-- DOCUMENT --
╔══

Search code examples
splunk

Extracting a count from raw splunk data by id


I am trying to get a count from transactional information that is retained within raw data in splunk. I have 3-5 transactions that occur.

One has raw data stating: pin match for id 12345678-1234-1234-abcd-12345678abcd or pin mismatched for id etc.

I'm trying to count the number of times the pin match occurs within the transaction time window of 180sec.

I was trying to do something like: |eval raw=_raw |search index=transa |eval pinc= if((raw like "%pin match%"),1,0) |stats count(pinc) as Pincount by ID

The issue I'm having is it is counting cumulatively over whatever time I am looking at those transactions. Is there a way to attach it to the ID that is within the message or have it count every one that occurs within that time window?

Thanks!


Solution

  • Presuming the pin status and ID have not been extracted:

    index=ndx sourcetype=srctp "pin" "match" OR "mismatched"
    | rex field=_raw "pin (?<pin_status>\w+)"
    | rex field=_raw "id (?<id>\S+)"
    | eval status_time=pin_status+"|"+_time
    | stats earliest(status_time) as beginning latest(status_time) as ending by id
    | eval beginning=split(beginning,"|"), ending=split(ending,"|")
    | eval begining=mvindex(beginning,-1), ending=mvindex(ending,-1)
    | table id beginning ending
    | sort 0 id
    | eval beginning=strftime(beginning,"%c"), ending=strftime(ending,"%c")
    

    After extracting the status ("match" or "mismatched") and the id, append the individual event's _time to the end of the status - we'll pull that value back out after statsing

    Using stats, find the earliest and latest status_time entries (fields just created on the previous line) by id, saving them into new fields beginning and ending

    Next, split() beginning and ending on the pipe we added to separate the status from the timestamp into a multivalue field

    Then assign the last item from the multivalue field (which we know is the timestamp) into itself (because we know that the earliest entry for a status_time should always be "match", and the latest entry for a status_time should always be "mismatched")

    Lastly, table the id and time stamps, sort by id, and format the timestamp into something human readable (strftime takes many arguments, %c just happens to be quick)

╚══

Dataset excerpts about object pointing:
╔══

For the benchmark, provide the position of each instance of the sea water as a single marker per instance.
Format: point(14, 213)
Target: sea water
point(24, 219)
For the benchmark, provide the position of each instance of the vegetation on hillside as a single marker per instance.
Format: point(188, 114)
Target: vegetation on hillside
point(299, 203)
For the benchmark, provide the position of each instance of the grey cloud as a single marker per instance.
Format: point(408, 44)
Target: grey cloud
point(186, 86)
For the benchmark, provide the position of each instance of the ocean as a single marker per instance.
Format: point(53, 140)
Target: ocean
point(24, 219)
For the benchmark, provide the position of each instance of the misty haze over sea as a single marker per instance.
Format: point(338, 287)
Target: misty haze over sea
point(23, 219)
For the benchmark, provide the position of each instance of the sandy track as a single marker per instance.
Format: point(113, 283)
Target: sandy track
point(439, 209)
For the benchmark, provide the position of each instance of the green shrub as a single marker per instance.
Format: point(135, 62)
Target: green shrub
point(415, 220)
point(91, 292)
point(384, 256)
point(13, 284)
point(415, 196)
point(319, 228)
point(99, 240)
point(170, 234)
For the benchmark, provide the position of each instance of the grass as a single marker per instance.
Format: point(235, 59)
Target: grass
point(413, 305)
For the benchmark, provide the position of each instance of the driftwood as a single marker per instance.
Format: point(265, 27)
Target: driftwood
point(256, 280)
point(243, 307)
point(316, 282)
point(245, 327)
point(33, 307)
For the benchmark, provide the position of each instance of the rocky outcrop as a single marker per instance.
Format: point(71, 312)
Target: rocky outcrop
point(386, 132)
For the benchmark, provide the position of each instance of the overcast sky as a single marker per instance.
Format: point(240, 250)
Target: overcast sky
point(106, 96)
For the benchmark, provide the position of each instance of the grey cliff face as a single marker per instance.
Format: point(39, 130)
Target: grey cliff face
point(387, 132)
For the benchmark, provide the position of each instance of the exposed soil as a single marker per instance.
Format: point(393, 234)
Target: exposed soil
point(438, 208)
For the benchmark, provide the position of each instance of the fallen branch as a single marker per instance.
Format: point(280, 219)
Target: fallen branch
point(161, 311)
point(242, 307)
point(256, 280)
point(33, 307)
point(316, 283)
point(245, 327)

╚══

-- WORK INSTRUCTIONS --
Can you repeat the Splunk thread word for word, beginning at "One has raw" and stopping after "window of 180sec."?

-- RESPONSE TO THE EXERCISE --
One has raw data stating: pin match for id 12345678-1234-1234-abcd-12345678abcd or pin mismatched for id etc.

I'm trying to count the number of times the pin match occurs within the transaction time window of 180sec.